STATED TASK: Reproduce the data below, replacing every "updated tile" with "latest tile" and leaving everything else unchanged.

DATA FOR PROCESSING:
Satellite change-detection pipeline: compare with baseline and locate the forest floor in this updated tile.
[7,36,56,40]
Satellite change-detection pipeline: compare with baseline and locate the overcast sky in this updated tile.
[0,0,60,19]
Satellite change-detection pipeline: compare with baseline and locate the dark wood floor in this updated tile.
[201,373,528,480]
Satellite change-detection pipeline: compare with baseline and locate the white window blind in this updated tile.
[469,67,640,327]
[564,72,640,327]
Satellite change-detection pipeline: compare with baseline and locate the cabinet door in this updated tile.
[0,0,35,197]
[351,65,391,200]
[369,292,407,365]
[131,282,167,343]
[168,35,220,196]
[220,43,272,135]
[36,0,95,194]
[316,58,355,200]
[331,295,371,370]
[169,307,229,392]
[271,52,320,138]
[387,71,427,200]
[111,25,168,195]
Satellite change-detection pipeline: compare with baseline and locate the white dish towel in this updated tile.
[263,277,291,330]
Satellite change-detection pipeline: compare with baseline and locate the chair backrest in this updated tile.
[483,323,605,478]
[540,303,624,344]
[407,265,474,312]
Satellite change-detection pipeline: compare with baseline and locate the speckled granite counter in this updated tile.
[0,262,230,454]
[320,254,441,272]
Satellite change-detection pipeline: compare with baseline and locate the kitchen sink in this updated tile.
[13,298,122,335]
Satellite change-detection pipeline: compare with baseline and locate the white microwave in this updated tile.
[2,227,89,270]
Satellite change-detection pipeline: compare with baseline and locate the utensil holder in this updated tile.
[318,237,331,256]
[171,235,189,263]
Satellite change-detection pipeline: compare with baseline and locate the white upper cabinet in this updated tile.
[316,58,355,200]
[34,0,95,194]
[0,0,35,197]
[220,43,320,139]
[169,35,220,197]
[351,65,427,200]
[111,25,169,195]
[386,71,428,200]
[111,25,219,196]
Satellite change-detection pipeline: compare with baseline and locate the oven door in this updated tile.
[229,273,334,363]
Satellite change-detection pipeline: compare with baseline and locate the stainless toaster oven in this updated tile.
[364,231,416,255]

SOLVED PROBLEM:
Satellite change-detection pipeline: compare with baseline and locate the forest floor in this latest tile.
[7,36,56,40]
Satellite change-detection pipeline: compare with baseline and locate the overcast sky in this latest tile.
[0,0,60,19]
Satellite change-detection pipeline: compare with baseline and locate the dark wood floor in this latest tile.
[201,373,528,480]
Satellite change-detection pipeline: compare with baseline and locate the white window blind in this latest tile.
[469,67,640,327]
[564,72,640,327]
Satellite change-detection pipeline: compare with baseline and locate the cabinet door in this latest tile.
[0,0,35,197]
[351,65,391,200]
[369,292,407,365]
[131,282,167,343]
[168,35,220,196]
[220,43,272,135]
[36,0,95,194]
[316,58,355,200]
[331,295,371,370]
[169,307,229,392]
[271,52,320,138]
[387,71,427,200]
[111,25,168,195]
Satellite change-detection pipeline: compare with baseline and locate the white dish towel in this latest tile.
[263,277,291,330]
Satellite change-detection pipeline: compare with baseline and locate the chair backrest in this latest tile.
[483,323,605,478]
[540,303,624,344]
[407,265,474,312]
Satellite change-detection pipeline: compare with baseline and locate the speckled granite counter in this latest tile.
[0,262,230,454]
[320,254,441,272]
Satellite change-detection pipeline: compare with baseline and locate the kitchen sink in this latest tile.
[13,298,122,335]
Satellite change-detection pipeline: compare with baseline and locate the white microwave in this latest tile.
[2,227,89,270]
Satellite change-detection pipeline: compare with baseline and locate the utensil holder in this latest tile.
[318,237,331,256]
[171,235,189,263]
Satellite change-detection pipeline: compare with baseline and locate the white upper cabinet in this latest tile.
[316,58,355,200]
[34,0,95,194]
[0,0,35,197]
[220,43,320,139]
[169,35,220,197]
[351,65,427,200]
[111,25,169,195]
[386,71,428,200]
[111,25,219,196]
Satellite change-detection pipeline: compare with baseline and locate the oven door in this latest tile.
[229,273,334,363]
Satellite change-detection pipeline: compare with baseline and locate the stainless toaster oven in this latest tile.
[364,231,416,255]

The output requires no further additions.